**Quoted passage**:

-- Start --

As I sated in a previous posting, I know all about what you are saying, I know it is perfectly legitimate to try to settle without being married, and I agree with you that the spirit of the law should be respected. Get it? 

So stop it right there and send your victimhood high horse to the stable, you are barking at the wrong tree and you angry yourself only because many people like the role of victims.

I have seen how same sex partners trying to settle in the UK struggle, and most relevant to this case, how heterosexual couples have more trouble to be allowed to settle that if they were married.

In the case of married couples a marriage certificate is enough on lieu of a myriad of documents that non married couples have to present. You may not like it, I don't think it is fair, but that is how things works.

The system is skewed in favour of married couples, non married couples's motives are questioned to higher degree and their cases are seen with more scepticism. Very often married couples receive settlement with nothing but a passing glance at their documentation, couples in partnerships are rarely that lucky.

This is the truth and you implicitly acknowledge it, so my comment is intended as an explanation of how the world works, not about how I would like it to work.


----------



## Badly Drawn Girl (May 21, 2008)

izzysmum04 said:


> *I have did some research on this for you. It seems you will need to apply for an unmarried partners visa. The form you need to fill in is SETTLEMENT FORM (VAF4 OCT 2007). Section 6:1 is where you declare you are applying as an unmarried partner. These are the guidance notes to filling it out. Good luck!!*


Again, it's a bit late now as I have already submitted my civil partner application online and paid the thousand dollar fee. I have been unable to get in touch with the visa services office (time differences) but will try again today. However, I do not see how, if heterosexual "domestic partners" from the United States can be accepted as civil partners in the UK, my partner and I who were _legally_ registered as civil partners in New Zealand, would not qualify in the same way.

ETA: And really, just think about it. New Zealand is a Commonwealth country. Why on earth would we pay the money for a celebrant, pay the government fee to be registered, wait in line for the certificate and go through the whole song and dance if, at the end of the day, I would have to apply for an _unmarried partner_ visa to get into the UK? Does that mean that a homosexual couple in a civil partnership is somehow in a "more valid" relationship than us?? So if a homosexual couple applies for civil partnership they are "married" but if a heterosexual couple applies for civil partnership they are "unmarried." Huh? I mean, this is a bit ridiculous.

My understanding was, if the partnership is registered in a Commonwealth country, then the Commonwealth is obliged to accept it.


----------



## Badly Drawn Girl (May 21, 2008)

jlms said:


> The system is skewed in favour of married couples, non married couples's motives are questioned to higher degree and their cases are seen with more scepticism. Very often married couples receive settlement with nothing but a passing glance at their documentation, couples in partnerships are rarely that lucky.

-- End --

**Tasks**:
• a. Pick out and copy each line of the listing below that contains the string "campaign". Case counts, so only lines with that exact capitalization qualify.
• b. Carry on the forum thread about UK partner visas from the point where it stops, writing the next stretch of the discussion.

**Data section**:
-- Start --

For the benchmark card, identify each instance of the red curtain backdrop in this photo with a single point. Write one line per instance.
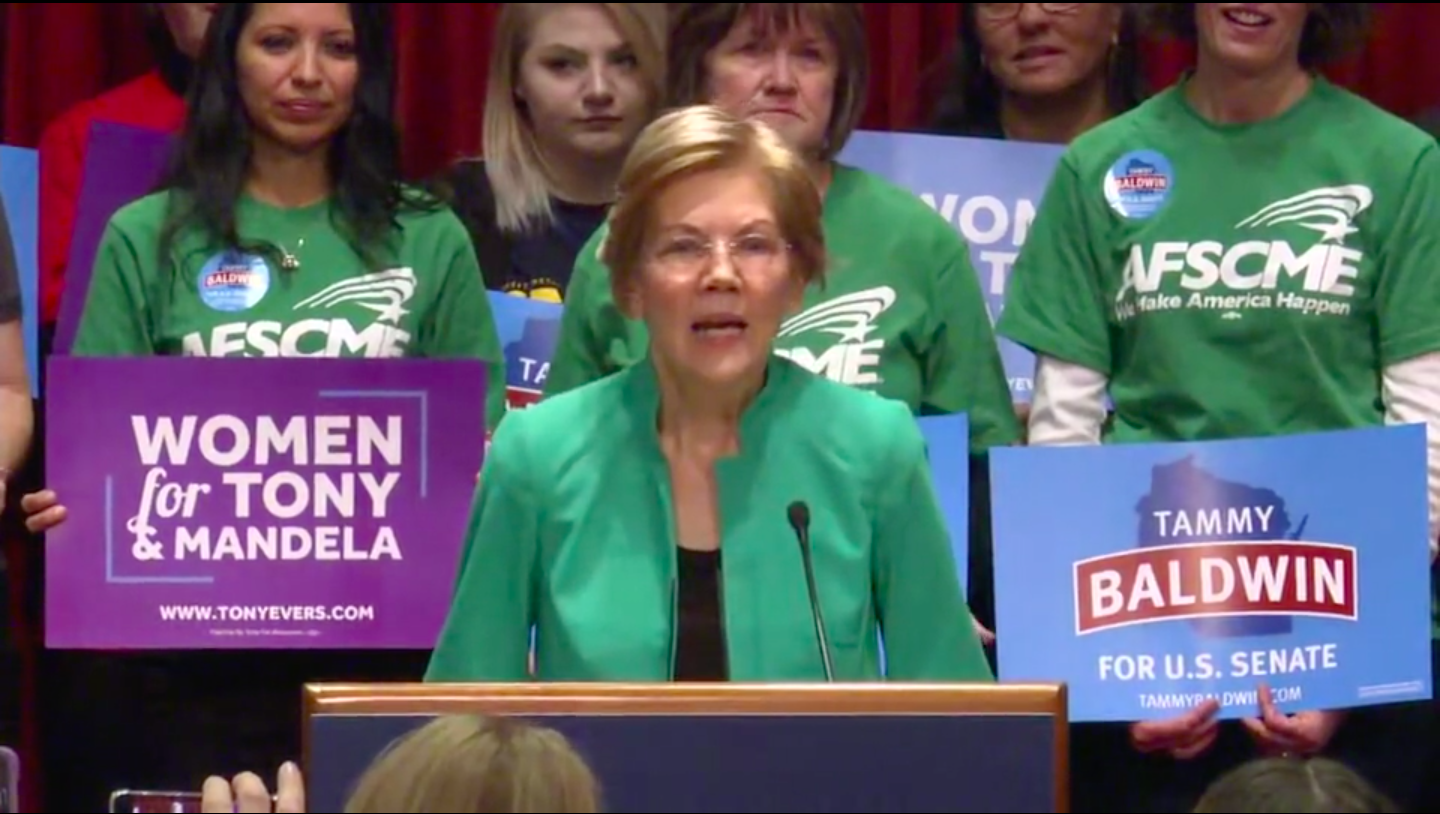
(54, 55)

-- End --
-- Start --

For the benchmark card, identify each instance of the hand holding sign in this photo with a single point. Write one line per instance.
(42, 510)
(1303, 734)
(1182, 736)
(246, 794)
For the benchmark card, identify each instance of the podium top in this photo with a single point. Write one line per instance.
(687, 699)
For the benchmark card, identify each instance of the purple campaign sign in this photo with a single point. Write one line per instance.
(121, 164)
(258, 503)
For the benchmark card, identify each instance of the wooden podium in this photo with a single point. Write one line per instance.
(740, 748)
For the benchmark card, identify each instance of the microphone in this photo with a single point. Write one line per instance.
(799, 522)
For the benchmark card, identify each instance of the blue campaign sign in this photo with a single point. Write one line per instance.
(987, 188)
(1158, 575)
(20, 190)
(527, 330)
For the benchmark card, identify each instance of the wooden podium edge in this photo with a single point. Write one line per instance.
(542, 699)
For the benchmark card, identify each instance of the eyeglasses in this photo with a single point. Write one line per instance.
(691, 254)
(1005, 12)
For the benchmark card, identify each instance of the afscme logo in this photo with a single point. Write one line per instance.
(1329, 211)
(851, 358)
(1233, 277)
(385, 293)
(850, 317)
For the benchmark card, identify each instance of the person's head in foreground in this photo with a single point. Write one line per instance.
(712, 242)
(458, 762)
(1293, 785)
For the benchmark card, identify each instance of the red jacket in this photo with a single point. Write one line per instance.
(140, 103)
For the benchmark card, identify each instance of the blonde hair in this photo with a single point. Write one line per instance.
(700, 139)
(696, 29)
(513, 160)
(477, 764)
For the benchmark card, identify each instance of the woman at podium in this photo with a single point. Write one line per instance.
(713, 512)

-- End --

**Results for each task**:
• a.
For the benchmark card, identify each instance of the purple campaign sign in this photo with a single point. Write one line per instance.
For the benchmark card, identify each instance of the blue campaign sign in this photo with a single point. Write one line per instance.

• b.
_Unmarried partners_ receive this type of scrutiny because normally they have no "official" document stating that they are in a bona fide relationship, and so they must provide circumstantial evidence, i.e. proof of cohabitation, proof of joint bank accounts, etc. However, my partner and I have a government certificate stating unequivocally that we are in a clear, proven and dedicated relationship. Civil partners and married couples fill out the same application, so therefore the UK sees the two classes as virtually identical. I simply do not see why a heterosexual civil partnership should have a greater burden of proof than a homosexual one.

The point is, I'm being told (at least from the posters here) that our relationship basically equates to an unmarried partnership. However, if we were gay, we would be "as good as married." Do you see how this does not make sense?


----------



## Badly Drawn Girl (May 21, 2008)

Just to update, I have spoken to the British High Commission in Wellington and they have told me we are perfectly fine to apply as civil partners, as the UK recognizes New Zealand's right as a Commonwealth country to register civil partnerships in the way their national law dictates.


----------



## izzysmum04 (Nov 26, 2007)

*That's good news!*


----------



## Pasanada (Feb 5, 2008)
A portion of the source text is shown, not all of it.